**Data provided**:
=====

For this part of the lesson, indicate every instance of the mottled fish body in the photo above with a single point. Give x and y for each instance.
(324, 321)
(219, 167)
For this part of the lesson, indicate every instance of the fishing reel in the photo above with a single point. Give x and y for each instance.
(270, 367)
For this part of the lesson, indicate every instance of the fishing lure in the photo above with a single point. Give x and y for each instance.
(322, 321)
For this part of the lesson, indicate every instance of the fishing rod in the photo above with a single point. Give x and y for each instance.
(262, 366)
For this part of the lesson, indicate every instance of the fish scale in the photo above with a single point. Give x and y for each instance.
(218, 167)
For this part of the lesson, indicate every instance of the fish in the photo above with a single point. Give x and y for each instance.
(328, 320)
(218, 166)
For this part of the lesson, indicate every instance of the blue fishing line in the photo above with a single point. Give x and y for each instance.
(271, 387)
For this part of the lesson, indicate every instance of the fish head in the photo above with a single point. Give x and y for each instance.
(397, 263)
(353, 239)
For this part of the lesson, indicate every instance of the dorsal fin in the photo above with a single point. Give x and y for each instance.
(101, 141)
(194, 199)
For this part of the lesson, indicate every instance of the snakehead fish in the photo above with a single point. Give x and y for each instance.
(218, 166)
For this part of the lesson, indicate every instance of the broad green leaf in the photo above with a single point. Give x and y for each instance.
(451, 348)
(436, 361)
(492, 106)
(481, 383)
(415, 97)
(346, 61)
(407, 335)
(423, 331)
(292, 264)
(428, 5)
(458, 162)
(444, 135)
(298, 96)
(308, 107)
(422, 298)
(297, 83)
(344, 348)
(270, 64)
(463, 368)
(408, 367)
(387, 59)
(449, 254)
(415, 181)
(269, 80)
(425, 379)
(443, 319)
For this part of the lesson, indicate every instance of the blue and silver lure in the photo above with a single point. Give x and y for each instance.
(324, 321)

=====

**Directions**: Change "lesson" to "exercise" wherever it occurs in the records above, and leave every other word unchanged.

**The completed task**:
For this part of the exercise, indicate every instance of the mottled fish body in the photo above with a single point. Give x and y for each instance.
(324, 321)
(219, 167)
For this part of the exercise, indicate every instance of the fishing reel in the photo above with a single point. Give x and y for each instance.
(270, 367)
For this part of the exercise, indicate every instance of the fishing lure in the photo above with a single point. Give x and y for each instance.
(322, 321)
For this part of the exercise, indicate every instance of the fishing rod in the photo above with a single point. Give x and y for each instance.
(262, 366)
For this part of the exercise, indicate every instance of the fish scale in the photo above with a single point. Give x and y for each instance.
(218, 167)
For this part of the exercise, indicate every instance of the fish in the photo above with a single point. Give x and y for each instance.
(328, 320)
(218, 166)
For this part of the exercise, indicate every instance of the blue fishing line in the photo above with a single point. Give x and y for each instance.
(271, 387)
For this part of the exercise, indicate every instance of the fish head in the photo above with a single point. Give x and y for each instance.
(397, 263)
(353, 239)
For this part of the exercise, indicate every instance of the dorsal fin in the photo above with a single point. Give x and y for each instance.
(101, 141)
(194, 199)
For this part of the exercise, indicate every instance of the snakehead fish in the photo above with a single point. Give x and y for each instance.
(218, 166)
For this part of the exercise, indicate every instance of the broad green leaf in the photo above with a single point. Give x and y for each instance.
(451, 348)
(436, 361)
(492, 106)
(481, 383)
(415, 97)
(346, 61)
(407, 335)
(423, 331)
(292, 264)
(428, 5)
(458, 162)
(444, 135)
(298, 96)
(308, 107)
(422, 298)
(297, 83)
(344, 348)
(270, 64)
(463, 368)
(408, 367)
(387, 59)
(449, 254)
(415, 181)
(269, 80)
(425, 379)
(443, 319)
For this part of the exercise, indicate every instance of the blue and silver lure in the photo above with a single point. Give x and y for each instance.
(324, 321)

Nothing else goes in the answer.